===== AUSGEWÄHLTER AUSZUG

Der Duft des Frühlings: Moder, Fäulnis, Scheuermittel
Köln (dpa) - „Ich habe einen Duft gefunden, der mich an einen italienischen Frühlingsmorgen kurz nach dem Regen erinnert“, schrieb der Italiener Giovanni Maria Farina im Jahre 1708 aus Köln. Wichtigster Inhaltsstoff dieses Duftes war Bergamotte, eine durch Kreuzung entstandene Zitrusart.
Farina kreierte damit das erste Markenparfüm der Geschichte und den erfolgreichsten Duft des 18. Jahrhunderts: das Eau de Cologne.
Der Duft des Frühlings waren für Farina die blühenden Pflanzen seiner norditalienischen Heimat: Zitrone, Bergnarzisse, Veilchen. Seine Großmutter hatte ihn schon als Kind damit vertraut gemacht. Und so geht es im Grunde allen Menschen: Der Duft des Frühlings ist für sie das, was ihnen als Kind zu dieser Jahreszeit in die Nase gestiegen ist. Egal, was es war.

==========

AUFGABENLISTE:
1: Kannst du aus dem Auszug über den Frühlingsduft die Passage von „Der Duft des Frühlings: Moder, Fäulnis, Scheuermittel“ bis „Kreuzung entstandene Zitrusart.“ wortgetreu abschreiben?
2: Stimmen diese Aussagen mit dem Auszug über den Frühlingsduft überein? Antworte jeweils mit Ja oder Nein und zitiere die entscheidenden Worte wörtlich.
(a) Farina schrieb im Jahre 1708 aus Köln.
(b) Wichtigster Inhaltsstoff seines Duftes war Zitrone.
(c) Farinas Großvater machte ihn als Kind mit den blühenden Pflanzen vertraut.

===== ROHDATEN

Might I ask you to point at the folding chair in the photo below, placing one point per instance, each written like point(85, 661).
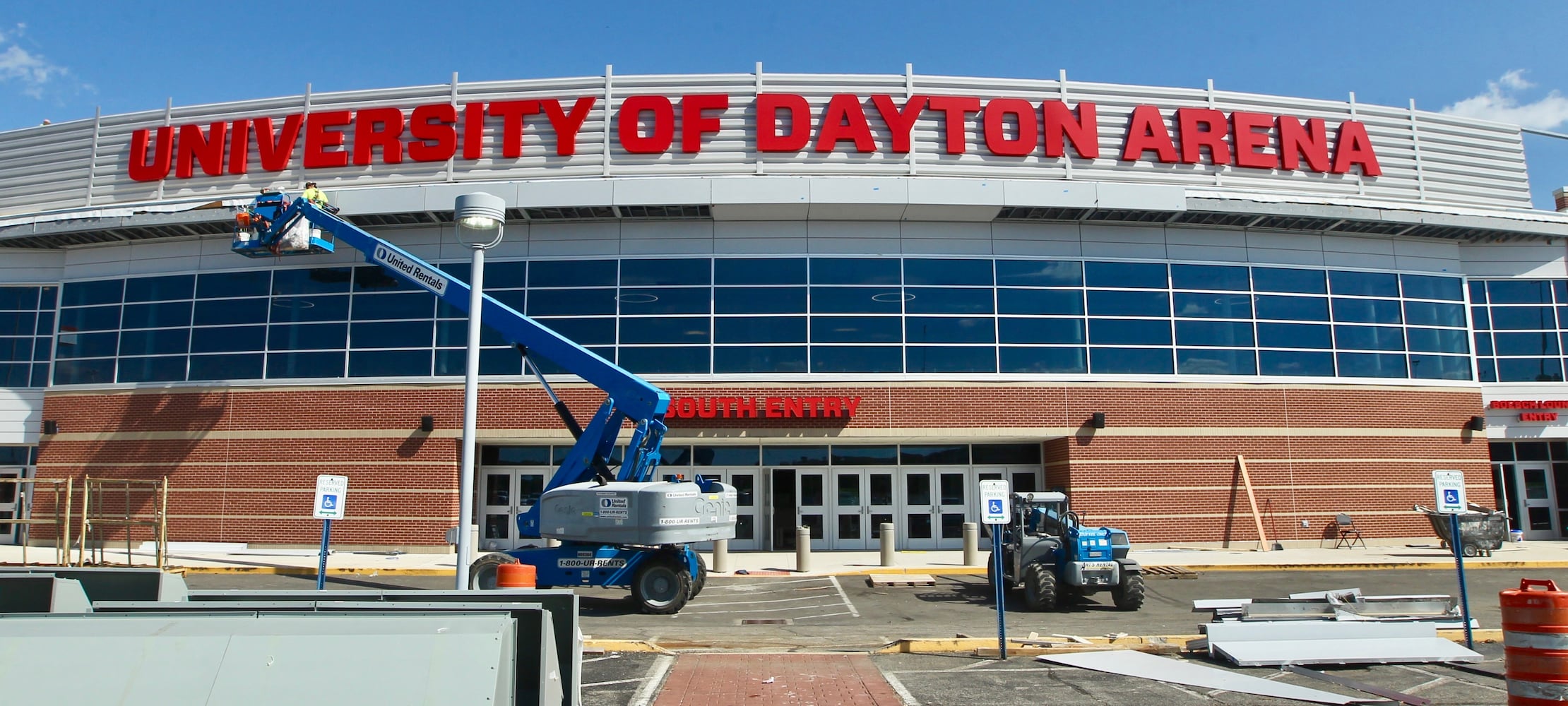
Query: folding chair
point(1348, 535)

==========

ANTWORTEN DER REIHE NACH:
1:
Der Duft des Frühlings: Moder, Fäulnis, Scheuermittel
Köln (dpa) - „Ich habe einen Duft gefunden, der mich an einen italienischen Frühlingsmorgen kurz nach dem Regen erinnert“, schrieb der Italiener Giovanni Maria Farina im Jahre 1708 aus Köln. Wichtigster Inhaltsstoff dieses Duftes war Bergamotte, eine durch Kreuzung entstandene Zitrusart.

2:
(a) Ja: „schrieb der Italiener Giovanni Maria Farina im Jahre 1708 aus Köln“
(b) Nein: „Wichtigster Inhaltsstoff dieses Duftes war Bergamotte“
(c) Nein: „Seine Großmutter hatte ihn schon als Kind damit vertraut gemacht.“